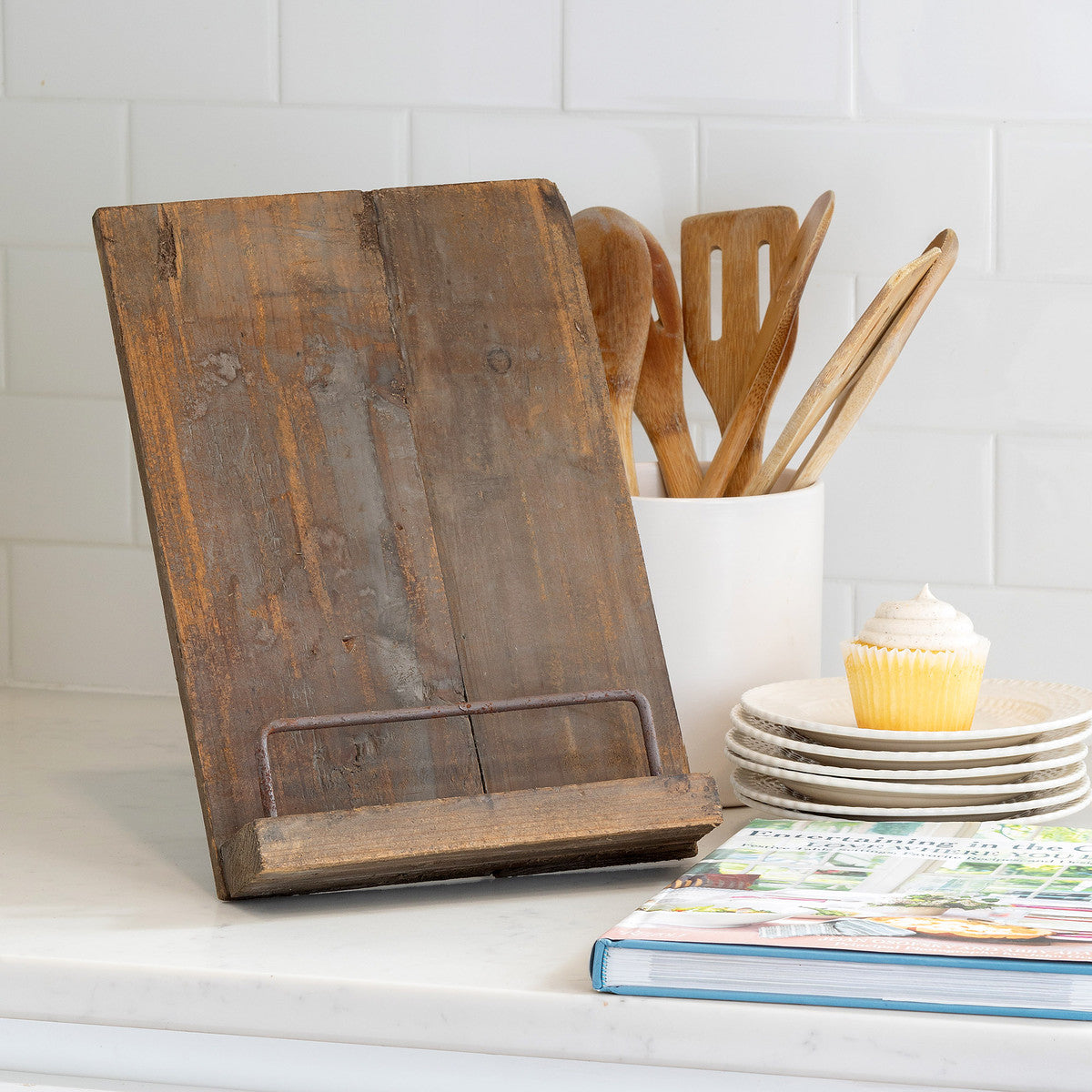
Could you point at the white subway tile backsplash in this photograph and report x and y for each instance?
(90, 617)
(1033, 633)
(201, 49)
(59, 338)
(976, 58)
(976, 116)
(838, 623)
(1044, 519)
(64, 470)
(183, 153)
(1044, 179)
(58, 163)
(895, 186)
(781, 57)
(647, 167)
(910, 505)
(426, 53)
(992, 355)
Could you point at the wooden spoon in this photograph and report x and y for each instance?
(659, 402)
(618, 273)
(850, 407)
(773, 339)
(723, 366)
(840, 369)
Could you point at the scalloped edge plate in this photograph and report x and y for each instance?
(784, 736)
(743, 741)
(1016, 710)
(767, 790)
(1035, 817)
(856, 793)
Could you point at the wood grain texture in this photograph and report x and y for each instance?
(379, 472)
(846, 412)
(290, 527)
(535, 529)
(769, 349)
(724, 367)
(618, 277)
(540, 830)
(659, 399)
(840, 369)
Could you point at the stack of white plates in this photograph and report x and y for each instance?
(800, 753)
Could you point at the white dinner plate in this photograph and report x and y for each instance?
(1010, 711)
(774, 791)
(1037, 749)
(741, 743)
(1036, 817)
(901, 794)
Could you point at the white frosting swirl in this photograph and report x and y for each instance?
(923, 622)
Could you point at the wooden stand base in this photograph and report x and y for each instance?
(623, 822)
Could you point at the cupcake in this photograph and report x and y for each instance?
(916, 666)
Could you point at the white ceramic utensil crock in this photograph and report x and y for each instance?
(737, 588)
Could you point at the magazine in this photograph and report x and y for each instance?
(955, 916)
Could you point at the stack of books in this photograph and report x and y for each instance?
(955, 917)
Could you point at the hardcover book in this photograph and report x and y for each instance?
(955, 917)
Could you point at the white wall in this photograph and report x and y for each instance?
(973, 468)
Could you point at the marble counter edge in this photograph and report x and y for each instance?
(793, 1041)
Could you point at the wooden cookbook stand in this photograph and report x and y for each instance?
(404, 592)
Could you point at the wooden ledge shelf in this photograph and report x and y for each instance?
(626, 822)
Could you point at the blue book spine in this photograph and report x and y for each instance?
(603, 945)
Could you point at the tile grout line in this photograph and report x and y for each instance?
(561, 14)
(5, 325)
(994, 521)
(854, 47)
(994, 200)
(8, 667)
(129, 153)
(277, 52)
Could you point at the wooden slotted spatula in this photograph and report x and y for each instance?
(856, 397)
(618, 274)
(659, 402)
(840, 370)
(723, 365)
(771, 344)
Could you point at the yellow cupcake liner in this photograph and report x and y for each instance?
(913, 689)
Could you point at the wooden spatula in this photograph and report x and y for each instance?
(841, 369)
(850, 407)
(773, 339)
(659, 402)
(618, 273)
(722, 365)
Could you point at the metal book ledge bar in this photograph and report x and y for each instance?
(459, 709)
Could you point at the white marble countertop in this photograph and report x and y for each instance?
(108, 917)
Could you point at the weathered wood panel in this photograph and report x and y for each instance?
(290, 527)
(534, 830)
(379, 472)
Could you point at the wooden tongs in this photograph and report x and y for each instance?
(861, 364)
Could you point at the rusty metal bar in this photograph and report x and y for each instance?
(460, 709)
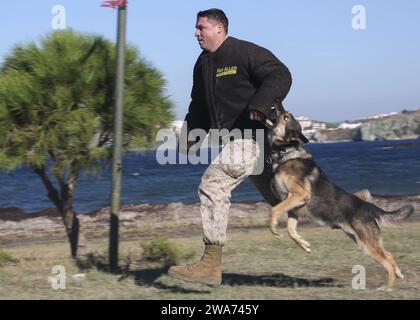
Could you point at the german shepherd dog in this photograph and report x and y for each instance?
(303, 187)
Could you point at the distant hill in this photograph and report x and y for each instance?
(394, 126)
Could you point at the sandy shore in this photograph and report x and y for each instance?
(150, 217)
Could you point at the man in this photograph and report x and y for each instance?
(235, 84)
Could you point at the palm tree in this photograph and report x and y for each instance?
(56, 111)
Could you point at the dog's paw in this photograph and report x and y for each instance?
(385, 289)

* * *

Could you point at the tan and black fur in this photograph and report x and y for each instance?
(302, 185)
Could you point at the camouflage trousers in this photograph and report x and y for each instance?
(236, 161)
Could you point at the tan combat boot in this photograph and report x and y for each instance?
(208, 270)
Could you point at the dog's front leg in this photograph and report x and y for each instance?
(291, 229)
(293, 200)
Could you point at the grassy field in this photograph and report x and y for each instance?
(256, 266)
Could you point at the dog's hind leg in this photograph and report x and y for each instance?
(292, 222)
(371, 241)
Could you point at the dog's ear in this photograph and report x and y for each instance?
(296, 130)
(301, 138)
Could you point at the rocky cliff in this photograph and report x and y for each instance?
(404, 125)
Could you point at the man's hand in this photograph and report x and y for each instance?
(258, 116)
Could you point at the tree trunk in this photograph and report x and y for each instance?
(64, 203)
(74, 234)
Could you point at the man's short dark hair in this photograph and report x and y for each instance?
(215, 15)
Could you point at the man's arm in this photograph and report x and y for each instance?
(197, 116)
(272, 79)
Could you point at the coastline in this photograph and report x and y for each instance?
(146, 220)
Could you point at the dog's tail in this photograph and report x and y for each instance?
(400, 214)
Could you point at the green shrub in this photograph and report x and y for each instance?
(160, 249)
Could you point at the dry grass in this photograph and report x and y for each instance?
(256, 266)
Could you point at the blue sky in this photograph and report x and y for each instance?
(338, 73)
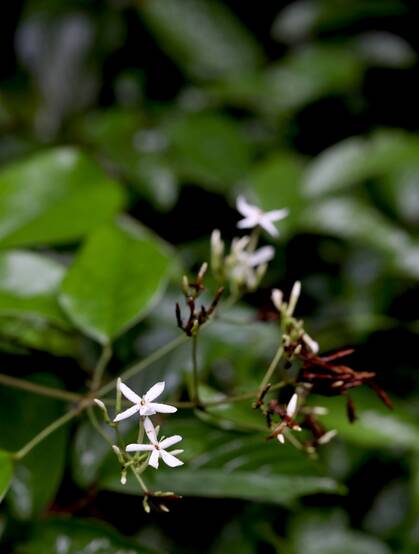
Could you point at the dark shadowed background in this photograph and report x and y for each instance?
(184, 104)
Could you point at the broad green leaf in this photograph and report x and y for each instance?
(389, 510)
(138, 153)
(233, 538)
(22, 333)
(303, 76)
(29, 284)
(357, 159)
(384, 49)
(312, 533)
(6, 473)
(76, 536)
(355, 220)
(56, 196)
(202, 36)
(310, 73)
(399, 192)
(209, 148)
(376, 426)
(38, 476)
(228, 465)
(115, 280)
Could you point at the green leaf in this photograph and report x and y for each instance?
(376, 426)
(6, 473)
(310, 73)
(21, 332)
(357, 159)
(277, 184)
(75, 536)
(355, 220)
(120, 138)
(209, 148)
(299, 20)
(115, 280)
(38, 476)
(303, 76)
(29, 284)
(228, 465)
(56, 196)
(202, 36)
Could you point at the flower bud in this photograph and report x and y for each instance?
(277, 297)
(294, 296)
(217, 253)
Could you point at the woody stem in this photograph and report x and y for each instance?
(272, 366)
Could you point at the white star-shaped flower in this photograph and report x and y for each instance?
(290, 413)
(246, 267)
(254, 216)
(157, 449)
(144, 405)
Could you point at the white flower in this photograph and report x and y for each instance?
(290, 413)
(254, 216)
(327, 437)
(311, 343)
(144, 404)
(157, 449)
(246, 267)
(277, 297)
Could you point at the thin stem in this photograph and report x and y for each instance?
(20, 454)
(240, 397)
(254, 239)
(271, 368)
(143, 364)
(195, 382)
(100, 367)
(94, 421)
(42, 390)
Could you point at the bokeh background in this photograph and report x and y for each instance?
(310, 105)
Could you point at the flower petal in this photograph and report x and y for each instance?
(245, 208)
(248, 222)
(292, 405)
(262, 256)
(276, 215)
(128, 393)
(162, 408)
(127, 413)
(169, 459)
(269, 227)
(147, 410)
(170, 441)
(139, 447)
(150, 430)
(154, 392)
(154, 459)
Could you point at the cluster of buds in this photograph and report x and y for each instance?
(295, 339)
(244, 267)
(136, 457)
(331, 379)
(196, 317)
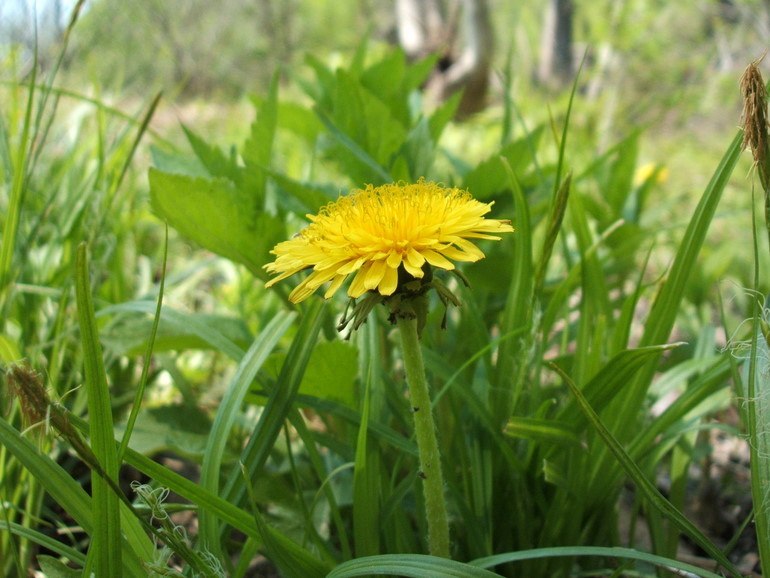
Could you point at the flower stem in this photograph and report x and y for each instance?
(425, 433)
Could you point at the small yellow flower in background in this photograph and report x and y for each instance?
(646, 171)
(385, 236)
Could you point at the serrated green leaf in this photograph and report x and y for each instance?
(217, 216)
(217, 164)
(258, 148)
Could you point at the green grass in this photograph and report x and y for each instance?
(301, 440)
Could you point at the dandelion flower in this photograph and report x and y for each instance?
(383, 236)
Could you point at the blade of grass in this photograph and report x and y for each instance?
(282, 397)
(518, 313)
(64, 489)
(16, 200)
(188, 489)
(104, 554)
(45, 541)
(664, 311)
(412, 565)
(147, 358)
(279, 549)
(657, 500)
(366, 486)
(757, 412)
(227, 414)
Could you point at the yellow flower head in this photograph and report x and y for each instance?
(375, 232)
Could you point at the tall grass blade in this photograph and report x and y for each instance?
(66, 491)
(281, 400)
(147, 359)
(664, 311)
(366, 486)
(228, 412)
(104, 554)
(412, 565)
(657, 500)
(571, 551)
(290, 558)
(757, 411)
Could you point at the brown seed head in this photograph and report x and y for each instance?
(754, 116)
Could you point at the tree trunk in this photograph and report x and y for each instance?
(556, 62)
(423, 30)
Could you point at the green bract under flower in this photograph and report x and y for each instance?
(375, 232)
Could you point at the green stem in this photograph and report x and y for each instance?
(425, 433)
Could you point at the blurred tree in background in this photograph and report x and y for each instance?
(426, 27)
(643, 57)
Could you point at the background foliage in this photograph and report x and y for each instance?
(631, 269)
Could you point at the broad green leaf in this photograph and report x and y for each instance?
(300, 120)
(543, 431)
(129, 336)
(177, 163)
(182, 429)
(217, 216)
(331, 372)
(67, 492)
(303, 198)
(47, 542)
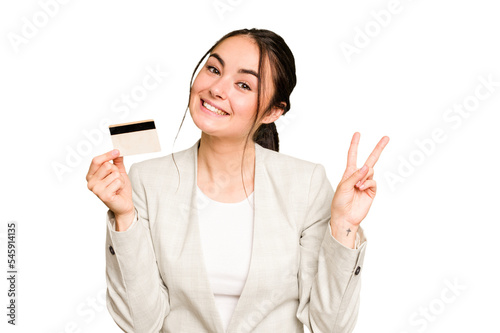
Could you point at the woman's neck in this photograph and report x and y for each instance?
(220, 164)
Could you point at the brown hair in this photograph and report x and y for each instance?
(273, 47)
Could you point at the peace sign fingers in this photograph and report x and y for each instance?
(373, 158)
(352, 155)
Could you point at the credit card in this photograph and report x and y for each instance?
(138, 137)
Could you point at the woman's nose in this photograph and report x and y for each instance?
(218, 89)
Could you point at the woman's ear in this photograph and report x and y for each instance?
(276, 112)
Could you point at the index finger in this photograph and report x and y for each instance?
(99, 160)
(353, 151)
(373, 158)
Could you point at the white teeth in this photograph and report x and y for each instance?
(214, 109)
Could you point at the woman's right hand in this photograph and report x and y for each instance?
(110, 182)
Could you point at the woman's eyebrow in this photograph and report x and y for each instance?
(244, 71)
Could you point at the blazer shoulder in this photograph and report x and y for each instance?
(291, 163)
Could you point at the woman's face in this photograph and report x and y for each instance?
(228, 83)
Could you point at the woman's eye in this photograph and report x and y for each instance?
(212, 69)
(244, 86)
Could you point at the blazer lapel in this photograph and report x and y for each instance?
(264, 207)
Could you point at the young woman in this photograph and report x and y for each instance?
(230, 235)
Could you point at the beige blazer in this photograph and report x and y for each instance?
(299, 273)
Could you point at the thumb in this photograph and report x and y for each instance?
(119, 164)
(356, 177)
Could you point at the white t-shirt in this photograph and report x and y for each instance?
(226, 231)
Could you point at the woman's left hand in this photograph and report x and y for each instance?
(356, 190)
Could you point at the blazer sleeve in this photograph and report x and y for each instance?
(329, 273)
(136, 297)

WORK TO COMPLETE:
Pull out each line in the two blocks above that contains the word "hair", and treat uppercase and lowercase as different.

WRITTEN ANSWER:
Could you point at the man's short dark hair in this photograph and report x and y for each instance?
Could you point at the brown hair in this photograph and report x and y for each instance?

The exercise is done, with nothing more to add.